作業内容:
a) 焼売の記事のうち「TOKYO Xの塊肉を見せてもらうと」で始まる段落を、主な事実を残して箇条書きにまとめてください。
b) 焼売の記事を、最後の文の後から書き継いでください。

═════ 提供テキスト

今回は、とことんおいしさを追求して東京で開発された豚「TOKYO X」をホテル椿山荘東京の川嶋正行シェフにお届けし、特製焼売を作っていただきます。
TOKYO X焼売、どんな仕上がりになるのでしょうか。
東京内外の方々に料理を提供する川嶋シェフにとって、東京産食材はどのように見えているのでしょう?
「私自身も知らなかったのですが、東京産食材と出会う中で、想像以上に多様でよいものがあることがわかってきました。定番の野菜だけでなく、キクラゲやチンゲンサイなど中国料理に使う食材もある。今回使う豚も、中国料理には欠かせない食材です。そういった食材の一つ一つを、大切に育てている人がいる。伝統を残す人たちの育てたものを、東京に住んでいる人にはぜひ食べてほしいと思うのです。」
ホテルというと遠方の方の利用が多いイメージもありますが、宴会場は東京のお客さんが多く訪れます。今後婚礼や宴会の食事などにも、東京産野菜を取り入れていく計画があるそうですよ。
TOKYO Xの塊肉を見せてもらうと、まず目を引くのが真っ白な脂。まぶしいほどに純白です。黄色みがかっていないのは、脂の質がよいことと新鮮であることの証。「本当にきれいな色ですよね。おいしいものは、美しい。サシは入っていないけれど、まるで網目のように脂身が入っていて、赤身と脂身のバランスが抜群にいい。だからそのままシンプルに焼くのが実は一番好きなんですけどね」と笑うシェフ。ただ焼くだけでおいしいというそのお肉で、今日は焼売を作っていただきます。実は焼売は、川嶋シェフの人気メニューの一つ。ホテルのビュッフェイベントや宴席でも隠れた人気者だそうですよ。
まずは肉の準備からはじめます。ポイントは、市販の挽肉のような細かいミンチにするのではなく、包丁で塊肉をスライスした後、細切れにして叩くこと。「ミンチにすると、脂とうまみのジュースが出てしまう。肉のおいしさを味わうためには叩くのがいいんです」と川嶋シェフ。
次に、塩を入れて粘り気が出るまでしっかりこねます。「ボウルに脂身がうっすらつくくらいまでしっかり」。そして、砂糖、つなぎの卵、帆立の水煮、TOKYO Xの脂でつくったラードなどを入れ、千住一本ねぎのみじん切りを投入してあんの完成です。お肉のおいしさを味わうため、醤油や生姜なども入れず、味付けは最小限に抑えたそうです。
いよいよ握っていきます。日本の中国料理の調理場では、形を作るときに手のひらと指で握るようにすることと、餃子のようにすっぽり皮で包み込んでしまわないことから、焼売は「包む」ではなく「握る」というそうですよ。たっぷりのあんを詰めるコツは、多めにとったあんを皮に乗せ、その中心にへらを刺したら皮ごと回転させながら左手で餡と皮を密着させること。シェフの手の中で、この小さい皮にこんなに入るのかというくらい詰められていきます。

══════════
═════ データ一覧

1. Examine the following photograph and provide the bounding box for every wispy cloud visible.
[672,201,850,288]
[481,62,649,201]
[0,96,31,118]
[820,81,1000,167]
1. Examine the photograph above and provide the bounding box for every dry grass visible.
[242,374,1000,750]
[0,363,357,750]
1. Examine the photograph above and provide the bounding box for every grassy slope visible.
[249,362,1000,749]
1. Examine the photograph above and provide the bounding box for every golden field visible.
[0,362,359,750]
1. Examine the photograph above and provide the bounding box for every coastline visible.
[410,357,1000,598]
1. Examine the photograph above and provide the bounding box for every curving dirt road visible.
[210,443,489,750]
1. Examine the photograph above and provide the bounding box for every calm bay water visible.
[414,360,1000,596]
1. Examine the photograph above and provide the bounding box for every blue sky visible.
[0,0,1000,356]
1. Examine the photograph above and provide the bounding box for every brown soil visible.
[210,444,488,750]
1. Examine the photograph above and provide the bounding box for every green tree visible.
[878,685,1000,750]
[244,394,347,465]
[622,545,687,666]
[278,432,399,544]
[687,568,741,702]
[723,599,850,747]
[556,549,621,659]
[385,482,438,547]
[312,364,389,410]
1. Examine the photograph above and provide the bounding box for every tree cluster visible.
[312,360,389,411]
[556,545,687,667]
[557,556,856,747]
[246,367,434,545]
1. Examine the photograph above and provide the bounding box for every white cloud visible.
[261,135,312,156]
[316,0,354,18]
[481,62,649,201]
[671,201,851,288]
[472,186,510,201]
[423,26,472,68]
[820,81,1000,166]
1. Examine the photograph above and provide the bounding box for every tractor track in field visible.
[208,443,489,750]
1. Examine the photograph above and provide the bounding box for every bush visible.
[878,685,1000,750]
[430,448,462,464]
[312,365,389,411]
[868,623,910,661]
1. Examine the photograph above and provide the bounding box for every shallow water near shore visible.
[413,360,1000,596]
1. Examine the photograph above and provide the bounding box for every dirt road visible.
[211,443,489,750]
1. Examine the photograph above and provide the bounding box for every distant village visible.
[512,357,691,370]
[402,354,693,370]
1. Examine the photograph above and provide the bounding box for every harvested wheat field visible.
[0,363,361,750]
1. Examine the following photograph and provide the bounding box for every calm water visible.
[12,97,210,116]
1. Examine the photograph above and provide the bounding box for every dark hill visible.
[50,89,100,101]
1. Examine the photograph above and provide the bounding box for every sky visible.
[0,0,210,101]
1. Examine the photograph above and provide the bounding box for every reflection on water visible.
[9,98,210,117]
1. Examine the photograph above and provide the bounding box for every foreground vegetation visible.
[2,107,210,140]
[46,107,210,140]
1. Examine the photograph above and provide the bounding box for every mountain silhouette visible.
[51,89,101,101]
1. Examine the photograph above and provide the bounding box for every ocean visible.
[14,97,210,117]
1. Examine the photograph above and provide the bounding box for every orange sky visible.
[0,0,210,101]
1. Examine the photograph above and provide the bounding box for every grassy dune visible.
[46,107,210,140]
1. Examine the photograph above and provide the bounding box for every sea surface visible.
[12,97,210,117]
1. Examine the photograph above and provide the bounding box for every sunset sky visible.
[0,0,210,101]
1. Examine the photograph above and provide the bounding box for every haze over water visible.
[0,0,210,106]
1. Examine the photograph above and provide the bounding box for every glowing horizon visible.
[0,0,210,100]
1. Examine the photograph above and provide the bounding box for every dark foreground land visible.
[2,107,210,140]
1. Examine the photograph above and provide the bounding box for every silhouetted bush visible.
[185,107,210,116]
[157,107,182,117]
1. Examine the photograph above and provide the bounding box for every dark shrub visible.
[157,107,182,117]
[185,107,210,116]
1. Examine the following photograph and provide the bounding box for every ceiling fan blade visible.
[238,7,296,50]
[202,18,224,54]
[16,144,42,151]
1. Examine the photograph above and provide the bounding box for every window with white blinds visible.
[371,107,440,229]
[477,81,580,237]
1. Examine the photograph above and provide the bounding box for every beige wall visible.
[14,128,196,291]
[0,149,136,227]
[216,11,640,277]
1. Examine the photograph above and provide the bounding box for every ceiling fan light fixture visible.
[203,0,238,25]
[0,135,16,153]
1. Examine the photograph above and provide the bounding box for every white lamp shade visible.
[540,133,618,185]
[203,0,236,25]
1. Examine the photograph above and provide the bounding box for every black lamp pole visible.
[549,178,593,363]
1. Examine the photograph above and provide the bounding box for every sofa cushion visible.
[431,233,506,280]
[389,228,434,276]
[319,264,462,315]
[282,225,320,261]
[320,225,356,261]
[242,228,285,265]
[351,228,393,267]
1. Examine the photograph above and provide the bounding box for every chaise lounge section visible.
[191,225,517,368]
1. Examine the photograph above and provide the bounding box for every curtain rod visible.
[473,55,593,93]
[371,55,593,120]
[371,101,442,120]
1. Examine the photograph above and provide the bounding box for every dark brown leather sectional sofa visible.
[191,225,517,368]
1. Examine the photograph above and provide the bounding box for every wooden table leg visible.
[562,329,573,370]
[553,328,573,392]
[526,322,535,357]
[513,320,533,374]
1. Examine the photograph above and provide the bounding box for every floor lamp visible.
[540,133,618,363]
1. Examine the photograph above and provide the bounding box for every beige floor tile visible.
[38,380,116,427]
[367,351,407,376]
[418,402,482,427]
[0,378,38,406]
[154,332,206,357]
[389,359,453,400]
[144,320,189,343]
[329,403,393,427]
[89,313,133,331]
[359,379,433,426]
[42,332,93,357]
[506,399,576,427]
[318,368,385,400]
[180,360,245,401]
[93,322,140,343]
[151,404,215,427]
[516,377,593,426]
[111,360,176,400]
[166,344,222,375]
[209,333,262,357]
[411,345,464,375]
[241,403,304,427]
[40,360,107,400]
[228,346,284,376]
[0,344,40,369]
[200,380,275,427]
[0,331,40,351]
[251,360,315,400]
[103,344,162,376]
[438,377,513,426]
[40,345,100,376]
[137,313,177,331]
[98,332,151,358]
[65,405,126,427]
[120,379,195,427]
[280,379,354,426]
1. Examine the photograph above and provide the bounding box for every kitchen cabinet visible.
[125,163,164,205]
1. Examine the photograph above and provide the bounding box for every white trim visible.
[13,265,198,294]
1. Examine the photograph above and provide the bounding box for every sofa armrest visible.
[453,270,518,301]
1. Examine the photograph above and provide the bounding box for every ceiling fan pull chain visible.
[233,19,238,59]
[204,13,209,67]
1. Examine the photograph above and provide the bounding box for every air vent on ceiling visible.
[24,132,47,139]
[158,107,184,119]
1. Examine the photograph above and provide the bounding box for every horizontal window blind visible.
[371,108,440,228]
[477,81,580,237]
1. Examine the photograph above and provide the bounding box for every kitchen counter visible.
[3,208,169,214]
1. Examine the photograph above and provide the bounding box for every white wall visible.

══════════

課題別の回答:
a)
- TOKYO Xの塊肉は脂が真っ白で、黄色みがないのは脂の質がよく新鮮であることの証。
- サシは入っていないが、網目のように脂身が入り、赤身と脂身のバランスが抜群にいい。
- シェフはシンプルに焼くのが実は一番好きだと話す。
- ただ焼くだけでおいしいこの肉で、今日は焼売を作る。
- 焼売は川嶋シェフの人気メニューの一つで、ホテルのビュッフェイベントや宴席でも隠れた人気者。

b)
ところで、ホテル椿山荘東京の焼売はビュッフェでも人気の一品とのことですが、シェフにとって焼売はどんな料理なのでしょう。「家族で囲めるもの、ですね。ビュッフェで好んでいただけるということは、みんなで楽しまれているということ。せいろ丸ごとくださいとリクエストされる方もいたんですよ。私も家で子供と一緒に握ります。そうやって子供も食材に触れると、いい食材がわかるようになるんじゃないかな」。私も一緒に握らせていただいたのですが、食材の美しさに目が惹かれると同時に期待が膨らみ、なんだか楽しくなってきてしまうのでした。
まずは見た目。別々に見ると気がつきませんでしたが、並べて比べて見るとTOKYO Xの方が色味が濃いようです。
次に香り。これは、TOKYO Xの圧勝。せいろを開けた時の甘く立ち上る香りは、お皿の上でも健在です。普通の豚肉は重厚な肉らしい香りに対し、TOKYO Xは “華やか”という言葉が似合うくらい軽やかに甘く香ります。脂の違いによるもののようで、口に運ぶ前の鼻先でもう頬がゆるんでしまいます。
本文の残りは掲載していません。